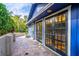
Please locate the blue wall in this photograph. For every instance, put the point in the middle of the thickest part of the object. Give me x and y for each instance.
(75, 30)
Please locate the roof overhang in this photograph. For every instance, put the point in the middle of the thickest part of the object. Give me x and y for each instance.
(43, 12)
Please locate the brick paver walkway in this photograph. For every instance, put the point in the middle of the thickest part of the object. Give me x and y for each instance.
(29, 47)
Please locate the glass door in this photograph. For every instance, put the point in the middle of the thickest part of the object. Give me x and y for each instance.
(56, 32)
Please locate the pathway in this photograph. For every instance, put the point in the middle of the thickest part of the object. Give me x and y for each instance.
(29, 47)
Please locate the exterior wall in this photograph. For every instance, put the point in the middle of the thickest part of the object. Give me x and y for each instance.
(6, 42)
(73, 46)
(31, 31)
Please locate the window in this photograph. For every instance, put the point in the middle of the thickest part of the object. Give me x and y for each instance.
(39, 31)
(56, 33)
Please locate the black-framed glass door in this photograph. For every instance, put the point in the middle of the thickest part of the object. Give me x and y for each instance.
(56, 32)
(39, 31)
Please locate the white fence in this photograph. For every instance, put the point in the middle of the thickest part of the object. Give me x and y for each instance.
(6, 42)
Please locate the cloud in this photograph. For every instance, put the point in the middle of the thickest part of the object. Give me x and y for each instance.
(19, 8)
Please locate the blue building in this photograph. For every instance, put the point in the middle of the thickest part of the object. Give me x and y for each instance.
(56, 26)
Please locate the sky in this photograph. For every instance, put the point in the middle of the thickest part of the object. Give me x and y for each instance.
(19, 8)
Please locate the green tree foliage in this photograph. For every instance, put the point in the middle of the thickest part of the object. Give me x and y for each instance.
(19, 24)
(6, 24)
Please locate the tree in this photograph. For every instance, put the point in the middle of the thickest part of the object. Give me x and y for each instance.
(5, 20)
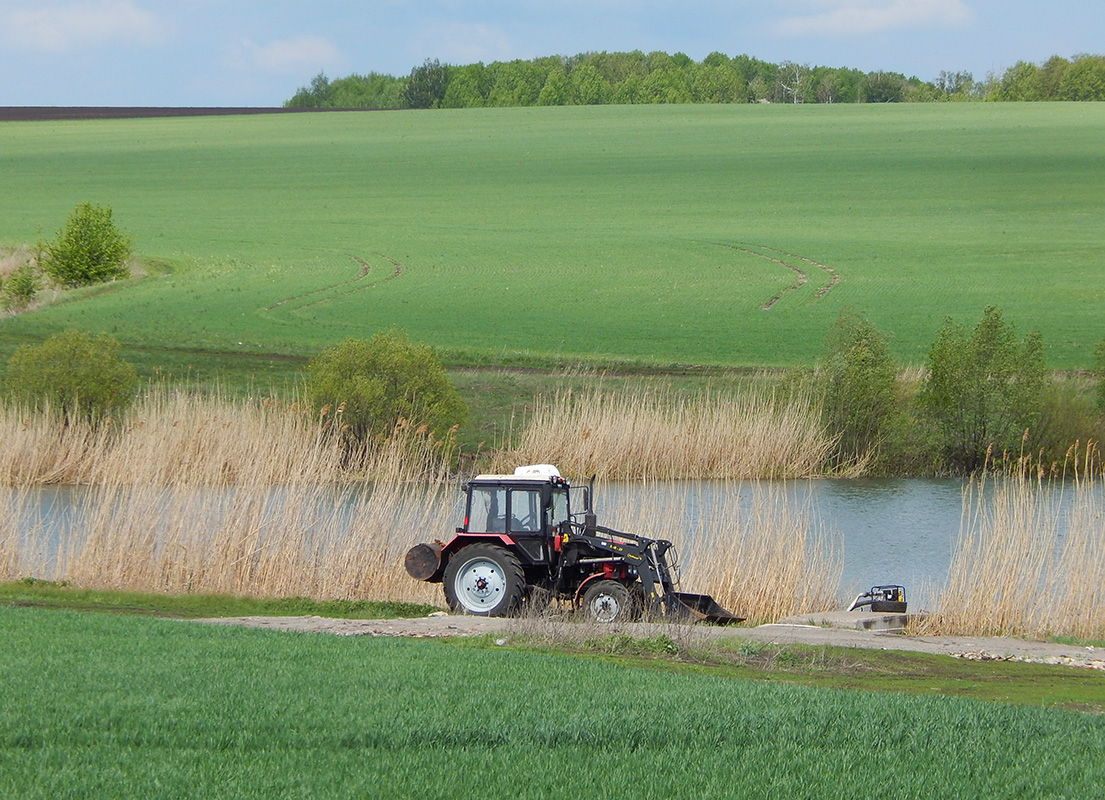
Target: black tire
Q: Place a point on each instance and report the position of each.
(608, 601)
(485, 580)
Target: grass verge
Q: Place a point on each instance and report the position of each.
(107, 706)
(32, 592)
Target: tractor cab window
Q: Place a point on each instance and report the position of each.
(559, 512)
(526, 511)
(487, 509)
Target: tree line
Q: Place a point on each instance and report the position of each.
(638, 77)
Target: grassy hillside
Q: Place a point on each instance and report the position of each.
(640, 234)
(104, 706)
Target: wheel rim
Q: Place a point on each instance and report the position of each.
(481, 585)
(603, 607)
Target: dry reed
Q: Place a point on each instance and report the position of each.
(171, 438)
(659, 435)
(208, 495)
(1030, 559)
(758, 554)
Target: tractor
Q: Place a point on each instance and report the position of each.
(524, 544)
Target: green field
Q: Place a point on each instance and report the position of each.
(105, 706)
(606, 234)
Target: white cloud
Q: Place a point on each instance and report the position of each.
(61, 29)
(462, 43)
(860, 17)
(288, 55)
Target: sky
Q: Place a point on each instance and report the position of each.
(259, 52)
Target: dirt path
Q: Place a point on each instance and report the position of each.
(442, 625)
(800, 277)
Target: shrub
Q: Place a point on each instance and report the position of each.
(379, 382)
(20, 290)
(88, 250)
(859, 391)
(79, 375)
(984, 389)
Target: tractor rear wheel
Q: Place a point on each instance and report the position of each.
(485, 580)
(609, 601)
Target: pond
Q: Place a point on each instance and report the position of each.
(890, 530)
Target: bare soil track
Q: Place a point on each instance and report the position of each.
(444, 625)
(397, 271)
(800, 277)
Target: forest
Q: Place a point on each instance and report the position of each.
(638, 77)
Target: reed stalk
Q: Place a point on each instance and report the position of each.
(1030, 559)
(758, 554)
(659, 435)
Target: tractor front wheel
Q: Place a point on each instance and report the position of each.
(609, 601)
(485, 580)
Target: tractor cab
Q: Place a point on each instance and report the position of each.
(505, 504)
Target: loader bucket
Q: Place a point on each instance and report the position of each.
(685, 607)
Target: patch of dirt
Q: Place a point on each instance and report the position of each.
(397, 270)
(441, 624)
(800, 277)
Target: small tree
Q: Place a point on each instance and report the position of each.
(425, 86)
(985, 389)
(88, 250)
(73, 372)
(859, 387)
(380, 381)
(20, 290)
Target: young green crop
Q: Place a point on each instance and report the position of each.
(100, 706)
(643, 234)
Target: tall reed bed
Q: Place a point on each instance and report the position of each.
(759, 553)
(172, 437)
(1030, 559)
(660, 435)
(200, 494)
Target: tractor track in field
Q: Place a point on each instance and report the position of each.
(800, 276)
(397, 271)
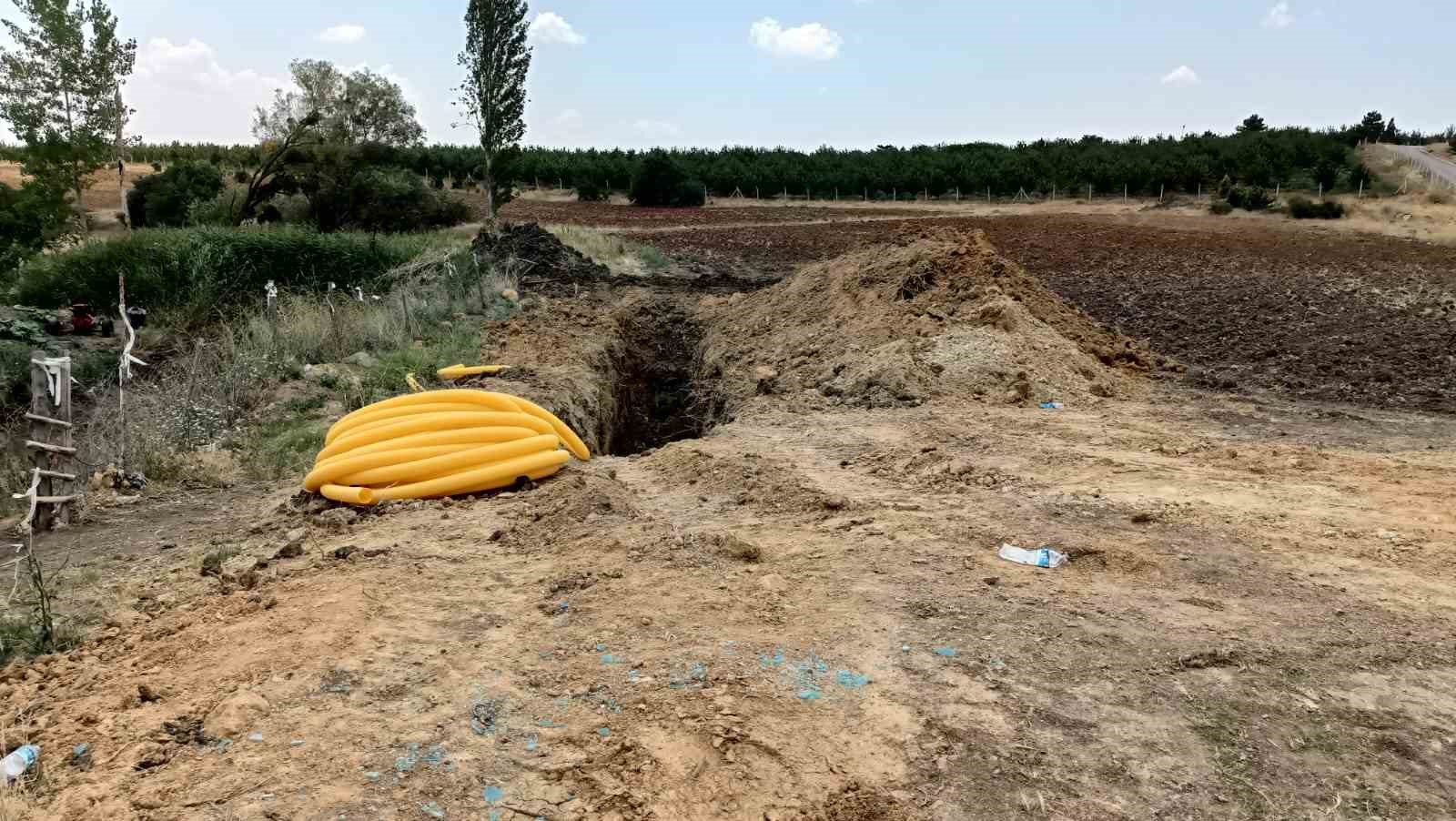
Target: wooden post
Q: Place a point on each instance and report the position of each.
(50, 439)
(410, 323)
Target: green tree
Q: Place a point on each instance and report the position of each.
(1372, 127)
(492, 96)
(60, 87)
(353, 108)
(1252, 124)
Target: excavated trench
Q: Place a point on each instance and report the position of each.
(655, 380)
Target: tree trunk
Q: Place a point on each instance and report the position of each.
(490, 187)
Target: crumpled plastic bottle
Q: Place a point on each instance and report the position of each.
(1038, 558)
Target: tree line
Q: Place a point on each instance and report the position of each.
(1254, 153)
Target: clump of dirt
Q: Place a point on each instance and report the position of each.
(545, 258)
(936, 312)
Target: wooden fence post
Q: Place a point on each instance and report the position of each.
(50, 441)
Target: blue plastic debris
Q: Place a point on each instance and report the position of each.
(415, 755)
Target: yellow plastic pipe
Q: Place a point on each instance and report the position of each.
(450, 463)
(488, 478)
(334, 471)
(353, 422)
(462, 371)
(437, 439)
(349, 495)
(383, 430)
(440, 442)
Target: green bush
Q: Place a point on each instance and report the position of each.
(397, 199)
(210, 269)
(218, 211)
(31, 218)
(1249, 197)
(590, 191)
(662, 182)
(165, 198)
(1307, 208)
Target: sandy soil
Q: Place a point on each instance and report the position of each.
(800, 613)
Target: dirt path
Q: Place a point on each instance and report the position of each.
################
● The problem
Your answer must hold the line containing "Target: crumpled plastic bottle" and all lines after it in the entries above, exactly, and nothing else.

● Written answer
Target: crumpled plastic bottle
Q: Place a point on each instance and report the position of each.
(1038, 558)
Target: tree line
Q: Place a point on each instance and report the position of each.
(1254, 153)
Target: clump of dirt
Q: Place a point on each instance and report the position of each.
(545, 258)
(936, 312)
Target: wooden fence post
Q: Place a point on each instance and report the position of each.
(50, 441)
Target: blue plastic debris
Q: Place a point on each instance and report the position of each.
(415, 755)
Target: yellow plastic pipe
Q: Place a point on each instance and report the position of each.
(450, 463)
(488, 478)
(334, 471)
(353, 422)
(462, 371)
(437, 439)
(349, 495)
(383, 430)
(440, 442)
Target: green bush
Q: Place a point on each instance and report the position of each.
(397, 199)
(210, 269)
(218, 211)
(31, 218)
(1249, 197)
(590, 191)
(662, 182)
(165, 198)
(1307, 208)
Target: sandy soil
Q: Place a point on each instance and report the position of each.
(800, 613)
Target: dirt path
Q: Place a point on each instance and report the position of each.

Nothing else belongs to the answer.